====== Data shown

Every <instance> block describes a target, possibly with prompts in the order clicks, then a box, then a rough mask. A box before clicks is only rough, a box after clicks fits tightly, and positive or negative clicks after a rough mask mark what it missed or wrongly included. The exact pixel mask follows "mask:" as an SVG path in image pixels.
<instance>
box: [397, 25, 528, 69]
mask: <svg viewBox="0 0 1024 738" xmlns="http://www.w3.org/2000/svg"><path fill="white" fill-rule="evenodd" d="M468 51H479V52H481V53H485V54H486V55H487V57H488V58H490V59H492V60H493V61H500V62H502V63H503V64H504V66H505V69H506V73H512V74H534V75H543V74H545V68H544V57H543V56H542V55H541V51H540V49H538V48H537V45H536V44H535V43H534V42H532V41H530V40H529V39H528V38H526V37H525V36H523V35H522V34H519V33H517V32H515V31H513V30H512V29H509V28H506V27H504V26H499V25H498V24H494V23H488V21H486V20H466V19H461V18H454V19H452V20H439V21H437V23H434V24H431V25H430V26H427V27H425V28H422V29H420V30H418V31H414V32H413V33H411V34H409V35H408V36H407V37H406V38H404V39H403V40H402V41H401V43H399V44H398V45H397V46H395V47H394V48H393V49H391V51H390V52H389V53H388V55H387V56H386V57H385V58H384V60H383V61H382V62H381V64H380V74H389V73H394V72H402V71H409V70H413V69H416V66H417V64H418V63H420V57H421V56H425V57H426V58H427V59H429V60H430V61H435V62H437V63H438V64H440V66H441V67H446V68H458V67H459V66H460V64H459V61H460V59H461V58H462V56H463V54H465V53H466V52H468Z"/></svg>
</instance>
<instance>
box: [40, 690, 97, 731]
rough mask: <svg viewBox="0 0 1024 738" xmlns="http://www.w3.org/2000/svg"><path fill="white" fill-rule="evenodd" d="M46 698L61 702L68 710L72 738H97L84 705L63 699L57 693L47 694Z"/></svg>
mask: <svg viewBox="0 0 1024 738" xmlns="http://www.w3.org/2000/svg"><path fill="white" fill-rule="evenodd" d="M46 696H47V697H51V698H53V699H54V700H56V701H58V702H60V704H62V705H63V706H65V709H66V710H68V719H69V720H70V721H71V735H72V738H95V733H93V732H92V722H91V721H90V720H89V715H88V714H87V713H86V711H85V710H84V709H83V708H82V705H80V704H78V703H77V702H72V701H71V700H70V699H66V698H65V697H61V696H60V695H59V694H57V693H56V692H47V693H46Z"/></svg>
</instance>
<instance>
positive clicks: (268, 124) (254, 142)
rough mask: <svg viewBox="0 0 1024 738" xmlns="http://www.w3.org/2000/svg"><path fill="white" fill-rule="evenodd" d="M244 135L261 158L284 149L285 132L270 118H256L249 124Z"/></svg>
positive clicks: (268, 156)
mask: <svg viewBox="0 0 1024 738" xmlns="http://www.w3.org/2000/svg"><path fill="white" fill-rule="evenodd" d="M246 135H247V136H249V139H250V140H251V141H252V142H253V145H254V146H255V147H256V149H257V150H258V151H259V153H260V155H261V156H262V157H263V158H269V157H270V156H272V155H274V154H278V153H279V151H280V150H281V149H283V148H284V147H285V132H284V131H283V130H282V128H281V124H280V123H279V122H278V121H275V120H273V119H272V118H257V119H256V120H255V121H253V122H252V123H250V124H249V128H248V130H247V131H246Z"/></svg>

============

**Work task:** Rewrite all the lines above as a numbered list, leaving out any blank lines.

**Solution to this exercise:**
1. Every <instance> block describes a target, possibly with prompts in the order clicks, then a box, then a rough mask. A box before clicks is only rough, a box after clicks fits tightly, and positive or negative clicks after a rough mask mark what it missed or wrongly included. The exact pixel mask follows "mask:" as an SVG path in image pixels.
2. <instance>
3. box: [397, 25, 528, 69]
4. mask: <svg viewBox="0 0 1024 738" xmlns="http://www.w3.org/2000/svg"><path fill="white" fill-rule="evenodd" d="M468 51H479V52H481V53H485V54H486V55H487V57H488V58H490V59H492V60H493V61H500V62H502V63H503V64H504V66H505V69H506V73H512V74H534V75H543V74H545V68H544V57H543V56H542V55H541V51H540V49H538V48H537V45H536V44H535V43H534V42H532V41H530V40H529V39H528V38H526V37H525V36H523V35H522V34H519V33H517V32H515V31H513V30H512V29H509V28H506V27H504V26H499V25H498V24H494V23H488V21H486V20H466V19H461V18H454V19H452V20H439V21H437V23H434V24H431V25H430V26H427V27H425V28H422V29H420V30H418V31H414V32H413V33H411V34H409V35H408V36H407V37H406V38H404V39H403V40H402V41H401V43H399V44H398V45H397V46H395V47H394V48H393V49H391V51H390V52H389V53H388V55H387V56H386V57H385V58H384V60H383V61H382V62H381V64H380V74H389V73H394V72H402V71H409V70H413V69H416V66H417V64H418V63H420V57H421V56H425V57H426V58H427V59H429V60H430V61H435V62H437V63H438V64H440V66H441V67H446V68H458V67H459V66H460V64H459V61H460V59H461V58H462V56H463V54H465V53H466V52H468Z"/></svg>
5. </instance>
6. <instance>
7. box: [40, 690, 97, 731]
8. rough mask: <svg viewBox="0 0 1024 738" xmlns="http://www.w3.org/2000/svg"><path fill="white" fill-rule="evenodd" d="M46 698L61 702L68 710L72 738H97L84 705L63 699L57 693L47 694Z"/></svg>
9. mask: <svg viewBox="0 0 1024 738" xmlns="http://www.w3.org/2000/svg"><path fill="white" fill-rule="evenodd" d="M46 696H47V697H51V698H53V699H54V700H56V701H58V702H60V704H62V705H63V706H65V709H66V710H68V719H69V720H70V721H71V735H72V738H95V733H93V732H92V722H91V721H90V720H89V715H88V714H87V713H86V711H85V710H84V709H83V708H82V705H80V704H78V703H77V702H72V701H71V700H70V699H66V698H65V697H61V696H60V695H59V694H57V693H56V692H47V693H46Z"/></svg>
10. </instance>
11. <instance>
12. positive clicks: (268, 124) (254, 142)
13. rough mask: <svg viewBox="0 0 1024 738" xmlns="http://www.w3.org/2000/svg"><path fill="white" fill-rule="evenodd" d="M244 135L261 158L284 149L285 132L270 118H256L249 124Z"/></svg>
14. positive clicks: (268, 156)
15. mask: <svg viewBox="0 0 1024 738" xmlns="http://www.w3.org/2000/svg"><path fill="white" fill-rule="evenodd" d="M246 135H247V136H249V139H250V140H251V141H252V142H253V145H254V146H255V147H256V149H257V150H258V151H259V153H260V155H261V156H262V157H263V158H269V157H270V156H272V155H274V154H278V153H279V151H280V150H281V149H283V148H284V147H285V132H284V131H283V130H282V128H281V124H280V123H279V122H278V121H275V120H273V119H272V118H257V119H256V120H255V121H253V122H252V123H250V124H249V128H248V130H247V131H246Z"/></svg>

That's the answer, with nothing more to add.